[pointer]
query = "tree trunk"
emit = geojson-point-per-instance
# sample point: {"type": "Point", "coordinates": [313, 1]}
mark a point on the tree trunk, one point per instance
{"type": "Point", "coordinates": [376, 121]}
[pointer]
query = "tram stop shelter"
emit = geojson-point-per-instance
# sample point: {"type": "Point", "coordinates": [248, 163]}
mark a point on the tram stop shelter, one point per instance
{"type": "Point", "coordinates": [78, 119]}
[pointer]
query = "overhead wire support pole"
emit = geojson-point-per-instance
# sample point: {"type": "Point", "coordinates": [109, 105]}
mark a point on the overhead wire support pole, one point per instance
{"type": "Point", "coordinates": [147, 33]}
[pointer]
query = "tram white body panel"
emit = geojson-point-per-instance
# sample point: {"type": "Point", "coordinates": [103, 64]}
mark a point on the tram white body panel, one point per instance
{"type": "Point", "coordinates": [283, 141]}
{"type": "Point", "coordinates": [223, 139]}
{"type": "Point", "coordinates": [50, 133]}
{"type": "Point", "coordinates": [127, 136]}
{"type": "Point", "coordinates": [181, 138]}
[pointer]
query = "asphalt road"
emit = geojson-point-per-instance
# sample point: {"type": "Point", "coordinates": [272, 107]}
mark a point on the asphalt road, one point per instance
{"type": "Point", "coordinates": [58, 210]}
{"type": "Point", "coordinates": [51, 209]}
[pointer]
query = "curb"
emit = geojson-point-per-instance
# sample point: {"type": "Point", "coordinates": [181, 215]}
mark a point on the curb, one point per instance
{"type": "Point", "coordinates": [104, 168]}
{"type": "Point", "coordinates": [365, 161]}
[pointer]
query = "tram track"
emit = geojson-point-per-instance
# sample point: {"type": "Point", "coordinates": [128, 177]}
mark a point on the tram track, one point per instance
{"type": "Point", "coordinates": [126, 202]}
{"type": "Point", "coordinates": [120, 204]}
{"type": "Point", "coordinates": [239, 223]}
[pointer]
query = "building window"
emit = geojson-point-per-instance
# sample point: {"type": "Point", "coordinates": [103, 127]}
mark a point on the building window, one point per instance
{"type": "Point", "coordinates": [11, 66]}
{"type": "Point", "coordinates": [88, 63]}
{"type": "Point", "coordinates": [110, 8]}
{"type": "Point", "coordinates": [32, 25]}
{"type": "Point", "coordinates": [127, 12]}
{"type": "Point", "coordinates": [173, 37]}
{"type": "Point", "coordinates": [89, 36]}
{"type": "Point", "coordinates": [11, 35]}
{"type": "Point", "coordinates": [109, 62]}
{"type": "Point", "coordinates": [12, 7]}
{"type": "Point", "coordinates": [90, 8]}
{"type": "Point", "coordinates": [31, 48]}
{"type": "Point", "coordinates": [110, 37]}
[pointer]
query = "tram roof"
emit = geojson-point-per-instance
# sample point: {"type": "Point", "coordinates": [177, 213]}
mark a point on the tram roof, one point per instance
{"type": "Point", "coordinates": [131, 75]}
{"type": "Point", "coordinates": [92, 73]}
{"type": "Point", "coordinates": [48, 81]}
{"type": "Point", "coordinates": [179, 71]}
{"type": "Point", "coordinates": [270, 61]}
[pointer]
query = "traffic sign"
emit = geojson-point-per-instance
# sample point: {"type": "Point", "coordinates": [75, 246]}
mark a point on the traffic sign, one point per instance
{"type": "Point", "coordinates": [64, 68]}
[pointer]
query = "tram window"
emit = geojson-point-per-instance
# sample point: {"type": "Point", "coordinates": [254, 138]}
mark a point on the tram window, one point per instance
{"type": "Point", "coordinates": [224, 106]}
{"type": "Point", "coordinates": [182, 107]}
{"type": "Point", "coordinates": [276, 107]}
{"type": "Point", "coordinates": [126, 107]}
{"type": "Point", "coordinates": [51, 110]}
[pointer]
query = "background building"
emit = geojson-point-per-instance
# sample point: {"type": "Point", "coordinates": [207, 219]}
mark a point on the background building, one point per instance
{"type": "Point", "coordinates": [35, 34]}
----
TO BE DONE. Extract every line of the listing above that contains the string "building", matching case exactly.

IN RESPONSE.
query = "building window"
mark a point on the building window, one point per instance
query = "background building"
mark a point on the background building, one point per instance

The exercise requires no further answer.